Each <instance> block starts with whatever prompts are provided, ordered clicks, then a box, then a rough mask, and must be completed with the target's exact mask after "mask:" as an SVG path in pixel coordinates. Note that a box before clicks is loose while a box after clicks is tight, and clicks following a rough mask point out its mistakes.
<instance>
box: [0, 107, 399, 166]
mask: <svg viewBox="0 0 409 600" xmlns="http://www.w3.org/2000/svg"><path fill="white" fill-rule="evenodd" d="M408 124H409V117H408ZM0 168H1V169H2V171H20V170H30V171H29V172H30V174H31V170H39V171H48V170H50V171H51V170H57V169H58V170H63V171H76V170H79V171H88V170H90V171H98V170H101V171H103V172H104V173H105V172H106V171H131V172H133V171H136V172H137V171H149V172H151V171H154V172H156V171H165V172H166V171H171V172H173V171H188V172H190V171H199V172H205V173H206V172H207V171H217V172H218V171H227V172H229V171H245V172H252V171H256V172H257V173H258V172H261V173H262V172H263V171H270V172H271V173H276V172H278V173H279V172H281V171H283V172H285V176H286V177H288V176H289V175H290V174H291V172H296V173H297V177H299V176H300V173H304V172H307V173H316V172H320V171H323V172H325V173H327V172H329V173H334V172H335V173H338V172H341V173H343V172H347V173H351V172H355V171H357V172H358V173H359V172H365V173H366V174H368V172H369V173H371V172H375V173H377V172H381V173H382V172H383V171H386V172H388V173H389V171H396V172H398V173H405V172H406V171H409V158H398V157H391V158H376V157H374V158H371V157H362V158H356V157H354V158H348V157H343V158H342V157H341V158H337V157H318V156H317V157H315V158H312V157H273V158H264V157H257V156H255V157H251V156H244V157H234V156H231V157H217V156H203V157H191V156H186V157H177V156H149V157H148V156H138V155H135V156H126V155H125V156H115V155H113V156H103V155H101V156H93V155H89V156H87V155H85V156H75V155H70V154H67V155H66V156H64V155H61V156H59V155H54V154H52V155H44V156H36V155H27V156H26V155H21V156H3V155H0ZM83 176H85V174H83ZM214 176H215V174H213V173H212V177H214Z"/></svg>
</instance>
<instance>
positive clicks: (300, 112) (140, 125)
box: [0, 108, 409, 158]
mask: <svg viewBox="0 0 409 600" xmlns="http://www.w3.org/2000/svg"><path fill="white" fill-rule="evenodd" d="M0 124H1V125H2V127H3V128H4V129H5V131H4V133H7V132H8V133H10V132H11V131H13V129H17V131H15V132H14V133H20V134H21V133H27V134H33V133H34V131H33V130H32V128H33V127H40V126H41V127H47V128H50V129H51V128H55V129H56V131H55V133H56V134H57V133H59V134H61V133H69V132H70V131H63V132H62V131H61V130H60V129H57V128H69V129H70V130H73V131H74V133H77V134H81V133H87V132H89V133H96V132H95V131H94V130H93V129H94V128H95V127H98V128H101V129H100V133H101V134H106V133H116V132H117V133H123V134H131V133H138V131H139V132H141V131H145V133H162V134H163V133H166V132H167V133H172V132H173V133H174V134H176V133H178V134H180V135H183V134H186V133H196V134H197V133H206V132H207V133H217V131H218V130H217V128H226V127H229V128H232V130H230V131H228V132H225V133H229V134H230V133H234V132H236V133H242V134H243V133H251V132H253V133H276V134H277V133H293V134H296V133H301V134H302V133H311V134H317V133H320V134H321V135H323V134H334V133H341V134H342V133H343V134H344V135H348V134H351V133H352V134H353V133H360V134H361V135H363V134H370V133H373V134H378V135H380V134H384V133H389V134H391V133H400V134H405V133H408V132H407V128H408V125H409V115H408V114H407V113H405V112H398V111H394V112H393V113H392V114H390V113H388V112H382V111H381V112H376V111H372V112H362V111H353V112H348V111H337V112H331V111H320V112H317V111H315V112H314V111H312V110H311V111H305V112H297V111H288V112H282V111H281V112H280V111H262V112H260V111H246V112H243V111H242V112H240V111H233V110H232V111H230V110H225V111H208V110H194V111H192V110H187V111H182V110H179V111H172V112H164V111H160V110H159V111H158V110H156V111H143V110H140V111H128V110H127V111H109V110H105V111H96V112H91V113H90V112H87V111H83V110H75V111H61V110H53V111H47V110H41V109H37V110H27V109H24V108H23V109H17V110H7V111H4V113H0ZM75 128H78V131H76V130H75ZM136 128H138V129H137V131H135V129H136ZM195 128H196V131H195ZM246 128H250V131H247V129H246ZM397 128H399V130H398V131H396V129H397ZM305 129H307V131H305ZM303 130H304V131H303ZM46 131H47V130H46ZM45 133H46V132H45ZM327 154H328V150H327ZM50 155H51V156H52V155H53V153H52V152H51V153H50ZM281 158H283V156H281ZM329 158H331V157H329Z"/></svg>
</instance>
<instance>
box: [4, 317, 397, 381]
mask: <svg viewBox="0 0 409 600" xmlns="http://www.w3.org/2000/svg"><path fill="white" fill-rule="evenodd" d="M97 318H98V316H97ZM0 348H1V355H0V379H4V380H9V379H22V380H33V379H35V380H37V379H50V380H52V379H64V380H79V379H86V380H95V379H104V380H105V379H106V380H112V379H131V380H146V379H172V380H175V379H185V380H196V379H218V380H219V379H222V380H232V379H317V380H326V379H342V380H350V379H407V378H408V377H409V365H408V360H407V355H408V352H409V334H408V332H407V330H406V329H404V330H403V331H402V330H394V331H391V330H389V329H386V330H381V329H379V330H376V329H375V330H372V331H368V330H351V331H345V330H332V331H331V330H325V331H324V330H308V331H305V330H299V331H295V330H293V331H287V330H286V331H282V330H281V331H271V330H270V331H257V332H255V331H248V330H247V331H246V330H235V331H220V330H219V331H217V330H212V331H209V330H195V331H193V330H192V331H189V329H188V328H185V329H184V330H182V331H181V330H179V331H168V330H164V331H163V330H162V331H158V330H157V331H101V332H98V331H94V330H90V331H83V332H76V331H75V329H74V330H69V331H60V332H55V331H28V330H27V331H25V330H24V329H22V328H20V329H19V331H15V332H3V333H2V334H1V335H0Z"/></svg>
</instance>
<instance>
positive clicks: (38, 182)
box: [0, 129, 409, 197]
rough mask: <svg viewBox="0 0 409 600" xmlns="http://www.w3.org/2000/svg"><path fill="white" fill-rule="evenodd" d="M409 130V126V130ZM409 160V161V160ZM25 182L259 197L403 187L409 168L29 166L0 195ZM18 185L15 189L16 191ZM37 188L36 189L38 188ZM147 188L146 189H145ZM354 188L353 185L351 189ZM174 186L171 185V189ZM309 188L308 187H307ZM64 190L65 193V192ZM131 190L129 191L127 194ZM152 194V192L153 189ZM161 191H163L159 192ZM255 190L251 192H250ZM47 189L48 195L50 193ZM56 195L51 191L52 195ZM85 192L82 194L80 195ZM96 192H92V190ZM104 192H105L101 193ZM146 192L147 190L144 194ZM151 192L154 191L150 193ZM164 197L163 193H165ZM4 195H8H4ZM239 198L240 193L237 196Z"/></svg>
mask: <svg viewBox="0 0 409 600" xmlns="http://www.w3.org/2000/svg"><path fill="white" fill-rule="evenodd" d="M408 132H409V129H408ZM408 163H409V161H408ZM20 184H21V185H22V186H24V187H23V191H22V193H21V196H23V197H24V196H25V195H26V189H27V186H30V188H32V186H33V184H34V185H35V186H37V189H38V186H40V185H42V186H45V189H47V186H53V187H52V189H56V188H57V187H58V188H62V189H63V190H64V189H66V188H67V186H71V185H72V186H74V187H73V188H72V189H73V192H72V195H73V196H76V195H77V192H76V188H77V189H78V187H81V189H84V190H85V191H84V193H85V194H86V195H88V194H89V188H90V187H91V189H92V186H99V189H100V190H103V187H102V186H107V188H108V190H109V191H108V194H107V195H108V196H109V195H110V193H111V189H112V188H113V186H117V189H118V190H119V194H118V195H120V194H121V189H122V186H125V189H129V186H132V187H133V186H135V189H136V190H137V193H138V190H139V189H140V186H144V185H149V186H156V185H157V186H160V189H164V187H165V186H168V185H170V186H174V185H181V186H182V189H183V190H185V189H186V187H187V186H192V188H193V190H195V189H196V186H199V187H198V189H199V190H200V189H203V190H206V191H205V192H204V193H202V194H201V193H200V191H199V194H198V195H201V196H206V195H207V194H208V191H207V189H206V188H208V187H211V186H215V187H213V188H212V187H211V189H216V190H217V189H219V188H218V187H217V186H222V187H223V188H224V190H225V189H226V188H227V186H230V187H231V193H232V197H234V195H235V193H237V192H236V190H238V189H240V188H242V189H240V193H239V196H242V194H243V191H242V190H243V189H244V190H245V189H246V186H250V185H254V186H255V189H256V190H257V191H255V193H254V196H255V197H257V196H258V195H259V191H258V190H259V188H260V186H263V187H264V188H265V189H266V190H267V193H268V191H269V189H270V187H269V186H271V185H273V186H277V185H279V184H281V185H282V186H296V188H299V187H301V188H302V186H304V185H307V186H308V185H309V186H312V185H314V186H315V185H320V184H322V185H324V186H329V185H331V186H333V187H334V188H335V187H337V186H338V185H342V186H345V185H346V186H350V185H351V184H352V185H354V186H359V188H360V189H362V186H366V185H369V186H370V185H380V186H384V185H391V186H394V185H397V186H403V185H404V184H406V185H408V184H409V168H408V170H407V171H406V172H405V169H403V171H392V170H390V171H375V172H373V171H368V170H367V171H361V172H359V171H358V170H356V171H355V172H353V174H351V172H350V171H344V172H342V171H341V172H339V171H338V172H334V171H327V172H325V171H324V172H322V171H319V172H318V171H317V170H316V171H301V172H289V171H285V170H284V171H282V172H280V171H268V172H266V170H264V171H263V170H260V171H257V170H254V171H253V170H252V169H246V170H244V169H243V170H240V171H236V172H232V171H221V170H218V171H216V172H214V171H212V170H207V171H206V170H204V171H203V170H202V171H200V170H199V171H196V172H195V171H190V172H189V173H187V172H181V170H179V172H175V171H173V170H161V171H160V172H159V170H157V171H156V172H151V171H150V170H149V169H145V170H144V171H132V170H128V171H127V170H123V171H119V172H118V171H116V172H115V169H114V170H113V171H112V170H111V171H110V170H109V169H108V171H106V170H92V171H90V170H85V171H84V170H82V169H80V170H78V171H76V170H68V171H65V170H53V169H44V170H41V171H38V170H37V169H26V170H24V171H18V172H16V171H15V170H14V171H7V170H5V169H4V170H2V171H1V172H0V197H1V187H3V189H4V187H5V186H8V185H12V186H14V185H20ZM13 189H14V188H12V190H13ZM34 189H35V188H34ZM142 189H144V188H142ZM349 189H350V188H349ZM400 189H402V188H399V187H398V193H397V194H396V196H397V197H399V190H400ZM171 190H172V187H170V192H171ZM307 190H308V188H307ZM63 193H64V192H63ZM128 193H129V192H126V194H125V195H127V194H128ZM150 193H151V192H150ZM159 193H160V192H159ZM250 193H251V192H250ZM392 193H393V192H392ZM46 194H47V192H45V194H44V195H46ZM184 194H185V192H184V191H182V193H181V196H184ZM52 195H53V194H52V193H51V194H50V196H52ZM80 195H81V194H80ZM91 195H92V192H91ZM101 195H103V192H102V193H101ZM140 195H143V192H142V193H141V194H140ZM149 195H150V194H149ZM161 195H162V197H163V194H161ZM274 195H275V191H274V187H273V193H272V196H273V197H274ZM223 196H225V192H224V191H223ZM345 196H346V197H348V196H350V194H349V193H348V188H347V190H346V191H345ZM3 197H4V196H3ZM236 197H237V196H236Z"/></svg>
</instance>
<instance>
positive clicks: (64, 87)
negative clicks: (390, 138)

• _TO-DO ITEM_
Please render the material, from its first line through the line containing "box: [0, 107, 399, 166]", as a JSON list of strings with one string per line and blank lines omitted.

• _ANSWER AREA_
[
  "Each <instance> block starts with whatever prompts are provided, ordered clicks, then a box, then a rough mask, and must be completed with the target's exact mask after \"mask:\" as an SVG path in pixel coordinates. Note that a box before clicks is loose while a box after clicks is tight, and clicks following a rough mask point out its mistakes.",
  "<instance>",
  "box: [0, 107, 399, 166]"
]